続日本紀に記される「盧舎那仏造立の詔」原文を追記しました。

続日本紀

天平十五年 冬十月十五日

紫香楽宮にて 天璽国押開豊桜彦天皇の詔される


朕は徳の薄い身でありながら、かたじけなくも天皇の位を受け継ぎ、その志は広く人民を救うことにあると、努めて人々を慈しんできた。

思いやりと情け深い恩恵は、朕が天皇として国土の果てまで受けるよう計れるが、いまこの国を見るに、み仏の法恩においては、天下のもの一切が浴しているとは思われない。

朕は真実、仏法僧(三宝)の威光と霊力に頼って、天地ともに安泰となり、万代までの幸せを願う事業を行って、草、木、動物、生きとし生けるもの悉く栄えんことを望むものである。

そこで、この天平十五年、天を十二年で一周する木星が癸未に宿る十月十五日を以て、朕は人々を導く仏道の修行者(菩薩)として、盧舎那仏の金銅像一体をお造りする大願を発する。

国中の銅を尽くして像を鋳造し、大きな山を削って仏堂を建築し、仏法をあまねく宇宙にひろめ、これを朕の発願による仏道修行事業(智識)としたい。

この事業が成就したならば、朕も衆生も、皆同じように仏の功徳を蒙り、ともに仏道の悟りの境地へと至ることができよう。

天下の富は天皇である朕のもとへと集約される。

天下に号令する権威は天皇である朕に在る。

けれども、天皇としての富と権力によって、この尊像を造っては、成就への道は平らかだろうが、大願は果たされまい。

また徒に民に労苦を強いてはこの事業の神聖な意義は失われよう。

あるいはこの事業そのものが憎しみを産み罪を作り出すことがあってはならない。

従って、この事業に参加する者は心からの至誠を持って大きな幸いを招くよう廬舎那仏を敬い、自らの意思で造立に従事するように。

もし更に、一枝の草や一握りの土であっても捧げて、造立の助けたらんことを願う者があれば、その望み通りに受け入れよう。

国司や郡司は造立の名の元に公民の暮らしに立ち入ったり、強いて物を供出させてはならない。

遠近を問わず国中にこの詔を布告して、朕が意を知らしめよ。


原文

天平十五年(七四三)十月辛巳(丁卯朔十五)冬十月辛巳。

詔曰。

朕以薄徳、恭承大位。志存兼済。勤撫人物。

雖率土之浜、已霑仁恕。

而普天之下、未浴法恩。

誠欲頼三宝之威霊、乾坤相泰。

修万代之福業、動植咸栄。

粤以天平十五年歳次癸未十月十五日。

発菩薩大願、奉造盧舍那仏金銅像一躯。

尽国銅而鎔象。削大山以構堂。

広及法界、為朕知識。

遂使同蒙利益共致菩提。

夫有天下之富者朕也。

有天下之勢者朕也。

以此富勢造此尊像。

事也易成、心也難至。

但恐徒有労人、無能感聖。

或生誹謗、反墮罪辜。

是故、預知識者。

懇発至誠。各招介福。

宜毎日三拝盧舍那仏。

自当存念各造盧舍那仏也。

如更有人、情願持一枝草一把土助造像者。恣聴之。

国郡等司、莫因此事、侵擾百姓強令収斂。

布告遐邇、知朕意矣。

現代語訳については、宇治谷孟先生の「続日本紀 全現代語訳」(講談社学術文庫)を参考にしました。

#### データ一覧
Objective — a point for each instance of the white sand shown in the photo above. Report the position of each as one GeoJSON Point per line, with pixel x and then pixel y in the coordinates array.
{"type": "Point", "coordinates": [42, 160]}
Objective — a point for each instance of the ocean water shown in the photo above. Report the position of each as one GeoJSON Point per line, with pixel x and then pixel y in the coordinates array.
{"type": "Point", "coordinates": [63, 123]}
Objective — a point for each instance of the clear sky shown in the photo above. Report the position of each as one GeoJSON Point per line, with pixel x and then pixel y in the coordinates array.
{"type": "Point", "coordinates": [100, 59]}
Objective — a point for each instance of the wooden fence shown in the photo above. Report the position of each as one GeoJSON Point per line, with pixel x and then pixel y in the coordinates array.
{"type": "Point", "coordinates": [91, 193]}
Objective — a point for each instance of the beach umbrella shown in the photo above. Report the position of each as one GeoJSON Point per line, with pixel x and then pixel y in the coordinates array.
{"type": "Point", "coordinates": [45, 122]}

#### 演習問題
1) 本文の要旨を二文でまとめてください。
2) 本文のうち「朕は真実、仏法僧(三宝)の威」から「体をお造りする大願を発する。」に至るまでのすべてを、一字一句違えずに書き写してください。
本文の記述のみを根拠として取り組んでください。

#### 解答例
1) 天平十五年十月十五日、天皇は紫香楽宮において、仏法の恩恵を天下に行き渡らせるため、国中の銅を尽くして盧舎那仏の金銅像一体を造立する大願を発する詔を下した。詔は、天皇の富と権力によって造るのではなく、人々が至誠をもって自らの意思で造立に従事すること、一枝の草や一握りの土を捧げる者も受け入れることを示し、国司や郡司が公民の暮らしに立ち入ったり物を強いて供出させたりすることを禁じた。

2)
朕は真実、仏法僧(三宝)の威光と霊力に頼って、天地ともに安泰となり、万代までの幸せを願う事業を行って、草、木、動物、生きとし生けるもの悉く栄えんことを望むものである。

そこで、この天平十五年、天を十二年で一周する木星が癸未に宿る十月十五日を以て、朕は人々を導く仏道の修行者(菩薩)として、盧舎那仏の金銅像一体をお造りする大願を発する。